Document section:

HARTFORD, Conn. -- Drug overdose deaths across the country are on the rise, and a new pilot program kicks off this month in Connecticut to help clinicians better treat injured workers and opioid addiction.

A collaboration between the Yale Program in Addiction Medicine and insurance company The Hartford includes training for health-care providers to help them both identify and treat acute and chronic pain, and opioid use disorder. It also focuses on preventing stigma among medical professionals.

David Fiellin, director of the program in addiction medicine at the Yale School of Medicine, said because chronic pain and addiction are both highly stigmatized, they can result in people not seeking treatment.

"For instance, medications for opioid use disorder are highly stigmatized," Fiellin observed. "However, they also decrease death rates by 50%. And so, we want to make sure that people understand these medical conditions, the role of these medications, how effective they are."

The Centers for Disease Control and Prevention data reveal the number of overdose deaths during a 12-month period ending this past April topped more than 100,000 for the first time.

The Hartford is seeing a rise in the prevalence of opioid use disorder among injured workers. Opioid prescriptions can start with a chronic pain diagnosis.

Task instructions:
[A] Answer these questions using the article on the Connecticut opioid pilot program.
(i) Which two organizations are collaborating on the pilot program?
(ii) By how much does Fiellin say medications for opioid use disorder decrease death rates?
(iii) According to CDC data, what figure did overdose deaths exceed for the first time during the 12-month period ending in April?
[B] Write the next part of the article on the Connecticut opioid pilot program, starting after its final sentence.

Text-to-region grounding data:

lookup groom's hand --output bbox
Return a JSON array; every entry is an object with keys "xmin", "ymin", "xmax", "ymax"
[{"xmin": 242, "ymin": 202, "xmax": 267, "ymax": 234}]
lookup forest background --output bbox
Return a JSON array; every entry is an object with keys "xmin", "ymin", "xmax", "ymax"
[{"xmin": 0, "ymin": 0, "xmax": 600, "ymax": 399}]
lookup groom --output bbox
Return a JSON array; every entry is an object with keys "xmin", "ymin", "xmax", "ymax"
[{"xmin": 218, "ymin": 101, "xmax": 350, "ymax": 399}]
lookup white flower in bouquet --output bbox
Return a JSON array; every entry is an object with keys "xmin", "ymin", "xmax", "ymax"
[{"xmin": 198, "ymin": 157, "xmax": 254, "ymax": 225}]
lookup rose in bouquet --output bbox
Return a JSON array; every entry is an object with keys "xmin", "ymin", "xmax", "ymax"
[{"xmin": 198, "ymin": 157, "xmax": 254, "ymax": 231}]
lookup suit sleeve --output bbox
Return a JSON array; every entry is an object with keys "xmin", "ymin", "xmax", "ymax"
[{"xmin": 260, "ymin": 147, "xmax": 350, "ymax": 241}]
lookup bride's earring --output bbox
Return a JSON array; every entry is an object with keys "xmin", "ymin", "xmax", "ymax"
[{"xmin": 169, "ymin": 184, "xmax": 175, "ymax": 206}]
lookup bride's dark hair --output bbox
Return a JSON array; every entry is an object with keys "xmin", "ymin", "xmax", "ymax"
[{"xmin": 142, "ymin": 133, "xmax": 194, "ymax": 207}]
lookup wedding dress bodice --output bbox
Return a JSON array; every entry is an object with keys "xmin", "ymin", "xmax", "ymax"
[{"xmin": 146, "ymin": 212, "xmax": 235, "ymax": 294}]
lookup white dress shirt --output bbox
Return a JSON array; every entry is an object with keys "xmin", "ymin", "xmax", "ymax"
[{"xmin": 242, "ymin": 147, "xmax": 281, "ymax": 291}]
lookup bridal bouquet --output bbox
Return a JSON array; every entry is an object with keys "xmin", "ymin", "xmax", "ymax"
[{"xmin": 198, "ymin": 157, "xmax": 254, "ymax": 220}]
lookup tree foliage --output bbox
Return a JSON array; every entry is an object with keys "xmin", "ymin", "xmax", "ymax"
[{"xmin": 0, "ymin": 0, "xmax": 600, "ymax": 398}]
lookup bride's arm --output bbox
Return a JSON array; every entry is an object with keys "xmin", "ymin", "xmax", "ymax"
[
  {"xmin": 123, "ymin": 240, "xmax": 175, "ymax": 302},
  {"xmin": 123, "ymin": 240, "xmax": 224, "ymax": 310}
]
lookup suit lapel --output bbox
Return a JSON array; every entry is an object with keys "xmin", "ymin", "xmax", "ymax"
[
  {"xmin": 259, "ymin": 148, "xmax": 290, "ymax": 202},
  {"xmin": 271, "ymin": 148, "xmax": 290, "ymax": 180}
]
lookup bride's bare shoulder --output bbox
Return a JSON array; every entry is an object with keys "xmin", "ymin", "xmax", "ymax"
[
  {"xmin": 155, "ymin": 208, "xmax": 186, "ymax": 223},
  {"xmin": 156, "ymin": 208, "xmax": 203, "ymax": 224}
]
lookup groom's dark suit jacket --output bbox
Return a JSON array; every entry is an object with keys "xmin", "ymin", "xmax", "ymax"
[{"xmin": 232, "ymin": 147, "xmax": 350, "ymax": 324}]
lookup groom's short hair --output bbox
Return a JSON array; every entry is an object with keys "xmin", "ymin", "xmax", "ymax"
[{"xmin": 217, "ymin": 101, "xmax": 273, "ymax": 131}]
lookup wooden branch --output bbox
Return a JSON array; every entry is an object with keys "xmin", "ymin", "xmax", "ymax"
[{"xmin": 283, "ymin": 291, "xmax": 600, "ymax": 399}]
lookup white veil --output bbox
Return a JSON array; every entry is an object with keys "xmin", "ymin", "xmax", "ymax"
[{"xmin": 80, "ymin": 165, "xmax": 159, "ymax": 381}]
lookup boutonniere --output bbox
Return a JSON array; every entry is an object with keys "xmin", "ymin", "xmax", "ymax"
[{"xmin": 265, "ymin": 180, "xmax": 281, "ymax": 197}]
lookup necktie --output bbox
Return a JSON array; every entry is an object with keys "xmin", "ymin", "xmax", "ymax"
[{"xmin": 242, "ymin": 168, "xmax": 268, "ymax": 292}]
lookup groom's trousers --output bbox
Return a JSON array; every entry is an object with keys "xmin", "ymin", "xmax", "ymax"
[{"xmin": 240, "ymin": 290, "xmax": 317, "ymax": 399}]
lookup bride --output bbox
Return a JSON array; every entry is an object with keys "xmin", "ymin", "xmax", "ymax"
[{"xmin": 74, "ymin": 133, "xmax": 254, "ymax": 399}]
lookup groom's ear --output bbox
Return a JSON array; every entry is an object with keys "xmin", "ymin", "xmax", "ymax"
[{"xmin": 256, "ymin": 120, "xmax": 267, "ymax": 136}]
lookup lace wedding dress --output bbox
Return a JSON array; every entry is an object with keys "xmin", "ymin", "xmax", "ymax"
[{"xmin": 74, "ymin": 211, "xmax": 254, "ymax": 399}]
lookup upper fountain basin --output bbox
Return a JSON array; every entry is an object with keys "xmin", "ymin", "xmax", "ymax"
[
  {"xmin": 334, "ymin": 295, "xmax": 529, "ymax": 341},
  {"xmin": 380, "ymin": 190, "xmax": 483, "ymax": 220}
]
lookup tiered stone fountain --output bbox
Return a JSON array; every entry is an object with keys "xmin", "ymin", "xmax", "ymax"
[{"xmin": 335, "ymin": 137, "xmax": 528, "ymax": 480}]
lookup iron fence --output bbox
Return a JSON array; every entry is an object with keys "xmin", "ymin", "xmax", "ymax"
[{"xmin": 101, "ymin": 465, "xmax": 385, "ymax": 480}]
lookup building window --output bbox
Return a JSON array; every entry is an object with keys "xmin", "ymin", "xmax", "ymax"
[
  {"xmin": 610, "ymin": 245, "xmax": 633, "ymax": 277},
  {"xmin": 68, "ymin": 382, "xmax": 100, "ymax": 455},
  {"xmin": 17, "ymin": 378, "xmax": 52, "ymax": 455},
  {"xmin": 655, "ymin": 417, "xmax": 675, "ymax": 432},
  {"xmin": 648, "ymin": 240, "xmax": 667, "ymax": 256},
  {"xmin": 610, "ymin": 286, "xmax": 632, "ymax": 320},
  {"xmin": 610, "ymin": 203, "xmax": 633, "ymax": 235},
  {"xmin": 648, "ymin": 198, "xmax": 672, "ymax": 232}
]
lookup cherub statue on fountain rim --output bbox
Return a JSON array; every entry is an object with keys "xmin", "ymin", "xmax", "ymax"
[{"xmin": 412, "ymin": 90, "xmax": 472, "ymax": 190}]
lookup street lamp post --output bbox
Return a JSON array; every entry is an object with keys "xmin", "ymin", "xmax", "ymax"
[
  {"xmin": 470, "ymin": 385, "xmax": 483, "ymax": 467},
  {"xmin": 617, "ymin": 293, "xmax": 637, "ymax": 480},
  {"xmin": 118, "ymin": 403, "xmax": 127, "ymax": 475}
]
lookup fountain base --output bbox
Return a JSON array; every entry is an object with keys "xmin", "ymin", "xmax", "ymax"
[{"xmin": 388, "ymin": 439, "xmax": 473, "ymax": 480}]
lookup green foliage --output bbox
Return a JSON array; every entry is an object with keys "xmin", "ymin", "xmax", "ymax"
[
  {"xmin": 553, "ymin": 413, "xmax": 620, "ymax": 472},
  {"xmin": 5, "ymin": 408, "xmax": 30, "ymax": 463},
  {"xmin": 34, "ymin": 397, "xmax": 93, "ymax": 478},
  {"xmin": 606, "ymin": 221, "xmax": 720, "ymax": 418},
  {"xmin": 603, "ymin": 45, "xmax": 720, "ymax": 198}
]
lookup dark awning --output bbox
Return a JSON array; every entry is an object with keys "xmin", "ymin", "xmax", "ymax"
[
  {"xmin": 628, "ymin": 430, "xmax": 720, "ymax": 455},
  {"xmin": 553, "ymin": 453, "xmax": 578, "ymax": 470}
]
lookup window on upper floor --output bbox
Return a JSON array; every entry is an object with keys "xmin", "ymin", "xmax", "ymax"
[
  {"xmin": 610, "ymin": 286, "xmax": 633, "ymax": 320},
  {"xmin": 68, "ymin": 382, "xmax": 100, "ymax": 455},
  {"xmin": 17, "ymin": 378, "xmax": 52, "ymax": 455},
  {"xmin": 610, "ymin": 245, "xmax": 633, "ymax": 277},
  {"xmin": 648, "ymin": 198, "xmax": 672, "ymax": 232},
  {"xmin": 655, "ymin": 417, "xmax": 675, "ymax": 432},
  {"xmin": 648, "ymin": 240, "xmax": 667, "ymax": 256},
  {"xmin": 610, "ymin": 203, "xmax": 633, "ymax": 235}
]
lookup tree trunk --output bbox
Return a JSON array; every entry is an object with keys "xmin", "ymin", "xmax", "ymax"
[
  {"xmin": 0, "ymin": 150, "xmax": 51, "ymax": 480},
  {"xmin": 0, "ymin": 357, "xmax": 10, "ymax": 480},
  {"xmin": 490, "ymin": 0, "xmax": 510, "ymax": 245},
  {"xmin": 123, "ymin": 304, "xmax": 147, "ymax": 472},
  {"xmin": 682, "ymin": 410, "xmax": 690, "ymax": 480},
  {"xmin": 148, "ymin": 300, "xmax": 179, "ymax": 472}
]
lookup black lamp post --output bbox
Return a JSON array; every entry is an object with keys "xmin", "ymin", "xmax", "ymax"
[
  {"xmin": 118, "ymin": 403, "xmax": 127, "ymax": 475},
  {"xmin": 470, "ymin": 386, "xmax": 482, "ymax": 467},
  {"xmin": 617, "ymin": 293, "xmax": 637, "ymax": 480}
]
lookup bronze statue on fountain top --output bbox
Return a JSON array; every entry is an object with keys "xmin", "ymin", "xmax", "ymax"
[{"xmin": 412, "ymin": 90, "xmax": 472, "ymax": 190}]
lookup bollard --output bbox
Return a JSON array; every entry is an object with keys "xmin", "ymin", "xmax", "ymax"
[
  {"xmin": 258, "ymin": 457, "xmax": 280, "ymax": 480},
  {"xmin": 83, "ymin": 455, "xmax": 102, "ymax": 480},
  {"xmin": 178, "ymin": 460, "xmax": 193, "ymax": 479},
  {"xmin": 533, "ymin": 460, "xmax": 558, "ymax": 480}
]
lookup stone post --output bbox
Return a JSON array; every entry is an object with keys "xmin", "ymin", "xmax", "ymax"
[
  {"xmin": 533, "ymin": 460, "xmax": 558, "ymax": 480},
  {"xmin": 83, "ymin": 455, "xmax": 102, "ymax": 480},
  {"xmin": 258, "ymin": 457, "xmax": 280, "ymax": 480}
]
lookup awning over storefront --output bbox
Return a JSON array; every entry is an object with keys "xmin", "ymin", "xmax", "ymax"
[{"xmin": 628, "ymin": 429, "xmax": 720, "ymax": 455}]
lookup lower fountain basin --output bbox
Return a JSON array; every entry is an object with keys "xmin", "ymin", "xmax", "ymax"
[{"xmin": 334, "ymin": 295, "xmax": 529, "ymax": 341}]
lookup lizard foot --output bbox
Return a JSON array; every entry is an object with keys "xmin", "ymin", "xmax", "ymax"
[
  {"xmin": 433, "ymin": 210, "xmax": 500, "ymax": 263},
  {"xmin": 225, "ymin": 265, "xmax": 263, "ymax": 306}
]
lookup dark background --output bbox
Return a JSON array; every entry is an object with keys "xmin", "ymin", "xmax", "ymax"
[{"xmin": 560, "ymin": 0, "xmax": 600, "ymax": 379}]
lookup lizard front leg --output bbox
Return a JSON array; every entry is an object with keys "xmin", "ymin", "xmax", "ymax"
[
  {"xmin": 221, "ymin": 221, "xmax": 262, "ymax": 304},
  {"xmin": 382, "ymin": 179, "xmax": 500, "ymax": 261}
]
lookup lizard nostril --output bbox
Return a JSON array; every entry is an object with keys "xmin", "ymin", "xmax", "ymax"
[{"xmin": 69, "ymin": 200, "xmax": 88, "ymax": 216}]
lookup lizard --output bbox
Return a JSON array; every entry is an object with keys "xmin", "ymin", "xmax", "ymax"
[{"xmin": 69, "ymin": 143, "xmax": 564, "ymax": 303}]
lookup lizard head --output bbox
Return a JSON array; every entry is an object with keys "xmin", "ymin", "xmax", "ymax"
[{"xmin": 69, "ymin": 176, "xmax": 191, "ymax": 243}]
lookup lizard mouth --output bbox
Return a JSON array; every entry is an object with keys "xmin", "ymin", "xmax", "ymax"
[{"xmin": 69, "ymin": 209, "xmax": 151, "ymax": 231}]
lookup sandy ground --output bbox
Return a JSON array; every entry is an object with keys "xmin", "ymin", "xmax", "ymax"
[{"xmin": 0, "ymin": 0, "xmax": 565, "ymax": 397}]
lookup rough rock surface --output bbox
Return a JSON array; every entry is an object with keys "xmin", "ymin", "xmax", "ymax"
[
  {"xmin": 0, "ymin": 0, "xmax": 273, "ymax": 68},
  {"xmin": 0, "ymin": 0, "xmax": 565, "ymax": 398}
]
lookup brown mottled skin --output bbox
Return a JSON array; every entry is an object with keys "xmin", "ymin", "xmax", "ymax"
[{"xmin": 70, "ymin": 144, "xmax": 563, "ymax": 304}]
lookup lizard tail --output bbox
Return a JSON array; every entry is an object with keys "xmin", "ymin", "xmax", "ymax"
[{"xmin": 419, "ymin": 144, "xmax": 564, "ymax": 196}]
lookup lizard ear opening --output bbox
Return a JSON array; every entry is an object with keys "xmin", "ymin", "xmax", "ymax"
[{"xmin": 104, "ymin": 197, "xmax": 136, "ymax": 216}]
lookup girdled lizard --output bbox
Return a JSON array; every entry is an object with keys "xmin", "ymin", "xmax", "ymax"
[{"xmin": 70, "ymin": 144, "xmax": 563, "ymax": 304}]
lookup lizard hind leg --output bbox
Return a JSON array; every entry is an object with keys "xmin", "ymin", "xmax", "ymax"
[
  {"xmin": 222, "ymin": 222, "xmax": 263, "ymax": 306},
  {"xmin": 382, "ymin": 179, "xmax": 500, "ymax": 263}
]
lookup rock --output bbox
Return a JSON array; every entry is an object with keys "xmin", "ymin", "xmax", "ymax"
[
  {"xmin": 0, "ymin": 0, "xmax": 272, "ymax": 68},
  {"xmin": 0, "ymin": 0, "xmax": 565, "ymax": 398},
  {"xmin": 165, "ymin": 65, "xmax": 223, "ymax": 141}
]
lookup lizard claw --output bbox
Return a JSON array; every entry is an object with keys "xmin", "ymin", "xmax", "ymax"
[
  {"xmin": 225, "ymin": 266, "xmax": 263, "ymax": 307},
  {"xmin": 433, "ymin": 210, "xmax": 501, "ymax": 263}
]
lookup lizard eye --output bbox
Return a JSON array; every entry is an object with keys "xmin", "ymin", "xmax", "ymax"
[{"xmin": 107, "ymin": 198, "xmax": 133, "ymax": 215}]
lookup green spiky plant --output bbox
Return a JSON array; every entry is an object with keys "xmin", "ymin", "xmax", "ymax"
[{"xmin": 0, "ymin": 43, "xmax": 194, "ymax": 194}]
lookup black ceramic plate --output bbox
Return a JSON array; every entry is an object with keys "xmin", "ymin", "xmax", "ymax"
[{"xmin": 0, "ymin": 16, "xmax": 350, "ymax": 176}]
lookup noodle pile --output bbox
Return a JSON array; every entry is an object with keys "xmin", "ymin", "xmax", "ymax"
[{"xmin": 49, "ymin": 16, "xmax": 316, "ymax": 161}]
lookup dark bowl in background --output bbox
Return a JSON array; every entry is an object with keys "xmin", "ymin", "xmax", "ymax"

Set of answers:
[A]
(i) The Yale Program in Addiction Medicine and the insurance company The Hartford.
(ii) By 50%.
(iii) 100,000.

[B]
Adam Seidner, chief medical officer at The Hartford, said treating chronic pain takes a multidisciplinary approach, including behavioral and medication-based treatment.

"When it's properly managed, many people can resume their lives," Seidner pointed out. "And it really is going to depend on finding good and appropriate pain care, because you can prevent chronic pain."

Seidner added it is important for medical professionals to understand why people misuse substances like opioids. He noted there is a misconception people do it just to get high.

"They're not looking to get altered mental status from all of this," Seidner asserted. "They're just trying to be and feel normal, so they can function. And I think that's probably the biggest thing, is to understand the emotions, the impact of pain, and really then having all the tools available to manage them."